**Tasks**
1: Using the passage on application metrics, decide whether each statement agrees with it: (a) large development teams should set up CI/CD pipeline and testing metrics; (b) the passage advises keeping metrics out of data lakes; (c) the passage names only commercial tools for visualizing data. For each, answer yes or no and quote the deciding words.
2: Render this sentence from the passage on application metrics in Spanish: "For large organizations, these metrics represent the throughput and quality of the team’s work and should alert on blocks and quality issues that can impede their progress."
3: From the passage on application metrics, set down the words starting at "2. Large IT" and ending at "and deploy processes.".

Provided text Start Marker

In my experience, the business teams and marketers are more likely to be looking at user behavior in customer-facingapplications. The usage and behavior of internalapplications is more often an afterthought when IT deploys enterprise or internal workflow applications.
In both cases, developers, database engineers, and IT operations have a vested interest in capturing metrics, reviewing usage, understanding patterns, and evaluating satisfaction of application users. One way to do this is to aggregate the relevant metrics into a data warehouse or data lake and then use tools like Tableau, Microsoft PowerBI, or an open source data visualization tool to monitor performance and discover insights on user behavior.
2. Large IT organizations should define CI/CD performance metrics
Large development teams supporting more application development and microservice architectures should establish CI/CD pipeline and testing metrics. For large organizations, these metrics represent the throughput and quality of the team’s work and should alert on blocks and quality issues that can impede their progress. Tools like Jenkins, Jira, and Git can track different aspect of the develop, test, build, and deploy processes.

Provided text End Marker
Information supplied Start Marker

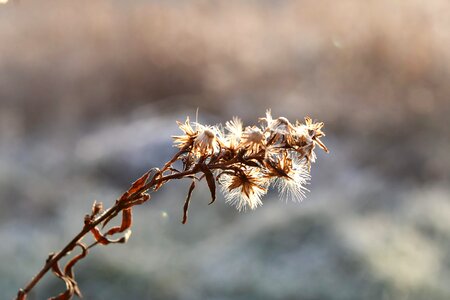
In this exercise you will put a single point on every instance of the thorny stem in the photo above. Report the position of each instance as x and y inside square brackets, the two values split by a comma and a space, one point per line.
[114, 210]
[249, 161]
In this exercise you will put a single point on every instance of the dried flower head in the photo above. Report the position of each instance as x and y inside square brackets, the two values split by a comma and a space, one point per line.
[246, 161]
[244, 189]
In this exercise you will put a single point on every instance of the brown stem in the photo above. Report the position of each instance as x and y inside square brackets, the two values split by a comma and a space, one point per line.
[155, 181]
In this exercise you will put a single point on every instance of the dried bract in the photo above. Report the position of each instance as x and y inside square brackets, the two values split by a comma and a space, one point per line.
[244, 162]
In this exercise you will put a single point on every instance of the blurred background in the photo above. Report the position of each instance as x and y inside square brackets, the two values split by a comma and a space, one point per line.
[89, 95]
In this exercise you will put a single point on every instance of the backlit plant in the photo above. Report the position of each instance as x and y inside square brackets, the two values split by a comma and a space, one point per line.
[243, 161]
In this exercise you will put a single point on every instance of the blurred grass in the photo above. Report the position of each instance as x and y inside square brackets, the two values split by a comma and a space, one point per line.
[89, 92]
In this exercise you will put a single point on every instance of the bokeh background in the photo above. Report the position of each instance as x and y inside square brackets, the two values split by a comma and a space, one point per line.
[89, 95]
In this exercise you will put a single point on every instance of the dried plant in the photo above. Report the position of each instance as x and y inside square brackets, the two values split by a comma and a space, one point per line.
[243, 161]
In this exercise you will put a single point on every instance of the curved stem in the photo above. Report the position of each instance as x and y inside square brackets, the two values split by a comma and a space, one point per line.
[111, 211]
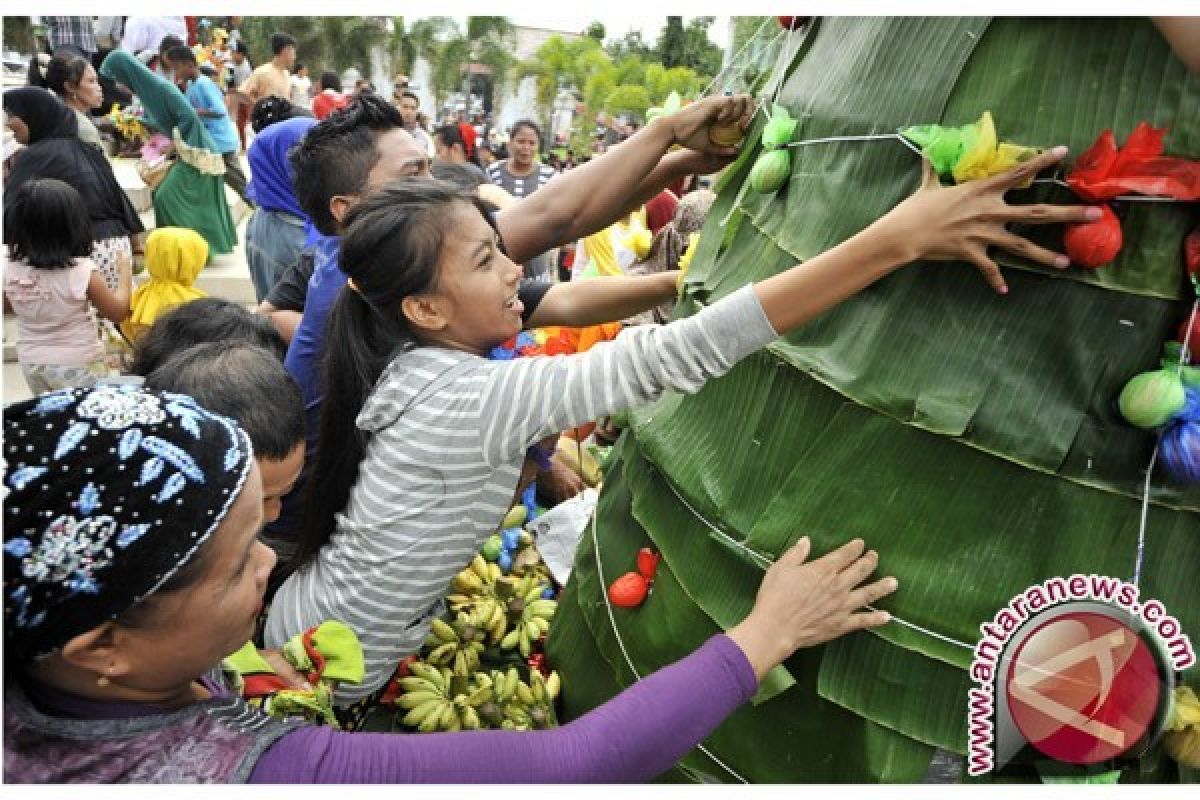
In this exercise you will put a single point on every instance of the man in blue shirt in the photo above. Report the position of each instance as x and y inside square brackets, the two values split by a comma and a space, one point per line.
[208, 100]
[363, 148]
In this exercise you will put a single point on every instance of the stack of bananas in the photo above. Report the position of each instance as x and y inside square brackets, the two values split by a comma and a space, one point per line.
[456, 645]
[435, 699]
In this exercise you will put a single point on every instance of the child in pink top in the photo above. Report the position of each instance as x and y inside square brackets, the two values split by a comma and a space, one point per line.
[49, 281]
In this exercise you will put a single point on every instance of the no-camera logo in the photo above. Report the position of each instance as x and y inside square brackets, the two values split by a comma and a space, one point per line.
[1080, 681]
[1084, 687]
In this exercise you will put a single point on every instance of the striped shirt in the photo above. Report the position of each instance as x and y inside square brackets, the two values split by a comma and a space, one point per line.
[448, 434]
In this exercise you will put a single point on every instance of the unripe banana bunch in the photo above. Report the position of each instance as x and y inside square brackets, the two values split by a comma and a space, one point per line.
[433, 703]
[528, 705]
[457, 645]
[425, 697]
[531, 614]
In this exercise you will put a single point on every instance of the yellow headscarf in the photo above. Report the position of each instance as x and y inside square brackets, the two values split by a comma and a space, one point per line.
[174, 259]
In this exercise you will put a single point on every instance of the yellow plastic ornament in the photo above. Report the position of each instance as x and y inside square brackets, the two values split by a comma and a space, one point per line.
[987, 156]
[685, 259]
[1181, 740]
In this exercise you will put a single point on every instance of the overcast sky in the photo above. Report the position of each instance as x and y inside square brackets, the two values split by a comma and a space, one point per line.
[617, 23]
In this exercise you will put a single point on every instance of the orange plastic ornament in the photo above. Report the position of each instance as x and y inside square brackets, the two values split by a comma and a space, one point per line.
[1095, 244]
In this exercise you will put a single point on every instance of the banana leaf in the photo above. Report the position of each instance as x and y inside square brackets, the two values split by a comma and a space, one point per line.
[971, 438]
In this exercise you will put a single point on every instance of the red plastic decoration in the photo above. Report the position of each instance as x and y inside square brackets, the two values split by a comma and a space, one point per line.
[1104, 172]
[629, 590]
[1093, 244]
[1194, 338]
[1192, 253]
[648, 564]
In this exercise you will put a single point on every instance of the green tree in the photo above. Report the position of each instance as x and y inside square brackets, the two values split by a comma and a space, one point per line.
[631, 43]
[699, 50]
[327, 42]
[672, 43]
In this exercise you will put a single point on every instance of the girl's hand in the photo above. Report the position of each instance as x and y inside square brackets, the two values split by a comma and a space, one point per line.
[803, 603]
[960, 223]
[690, 125]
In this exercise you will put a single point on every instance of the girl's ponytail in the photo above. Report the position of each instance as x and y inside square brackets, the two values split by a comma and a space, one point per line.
[390, 250]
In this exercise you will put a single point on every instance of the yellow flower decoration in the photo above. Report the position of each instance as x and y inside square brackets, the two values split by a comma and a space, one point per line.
[985, 156]
[685, 259]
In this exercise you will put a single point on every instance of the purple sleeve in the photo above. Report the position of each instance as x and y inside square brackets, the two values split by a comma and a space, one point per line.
[633, 738]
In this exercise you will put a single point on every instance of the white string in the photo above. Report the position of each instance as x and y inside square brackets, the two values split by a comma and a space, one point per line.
[766, 560]
[733, 61]
[1185, 356]
[629, 662]
[1145, 516]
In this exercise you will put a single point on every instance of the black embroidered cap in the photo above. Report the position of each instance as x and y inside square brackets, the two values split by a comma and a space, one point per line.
[108, 492]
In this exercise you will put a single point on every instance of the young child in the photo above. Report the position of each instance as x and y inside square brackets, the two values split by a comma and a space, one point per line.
[423, 437]
[49, 282]
[247, 384]
[210, 319]
[174, 259]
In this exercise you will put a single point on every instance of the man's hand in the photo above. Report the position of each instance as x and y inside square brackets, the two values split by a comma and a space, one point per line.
[559, 482]
[285, 669]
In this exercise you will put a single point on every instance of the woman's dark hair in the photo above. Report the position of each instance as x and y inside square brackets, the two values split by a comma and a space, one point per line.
[208, 319]
[337, 154]
[245, 383]
[461, 175]
[168, 42]
[181, 53]
[47, 224]
[526, 124]
[271, 109]
[391, 246]
[330, 80]
[67, 65]
[450, 136]
[280, 41]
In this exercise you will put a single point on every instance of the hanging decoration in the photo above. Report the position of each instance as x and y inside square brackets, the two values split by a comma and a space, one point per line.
[774, 164]
[969, 151]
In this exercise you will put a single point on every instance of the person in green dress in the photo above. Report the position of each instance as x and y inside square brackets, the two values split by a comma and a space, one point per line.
[192, 193]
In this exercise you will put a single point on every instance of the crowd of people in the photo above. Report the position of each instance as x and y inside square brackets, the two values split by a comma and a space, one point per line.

Information supplied End Marker

**Task responses**
1:
(a) Yes: "should establish CI/CD pipeline and testing metrics"
(b) No: "aggregate the relevant metrics into a data warehouse or data lake"
(c) No: "or an open source data visualization tool"

2: Para las organizaciones grandes, estas métricas representan el rendimiento y la calidad del trabajo del equipo, y deben alertar sobre bloqueos y problemas de calidad que puedan obstaculizar su progreso.

3:
2. Large IT organizations should define CI/CD performance metrics
Large development teams supporting more application development and microservice architectures should establish CI/CD pipeline and testing metrics. For large organizations, these metrics represent the throughput and quality of the team’s work and should alert on blocks and quality issues that can impede their progress. Tools like Jenkins, Jira, and Git can track different aspect of the develop, test, build, and deploy processes.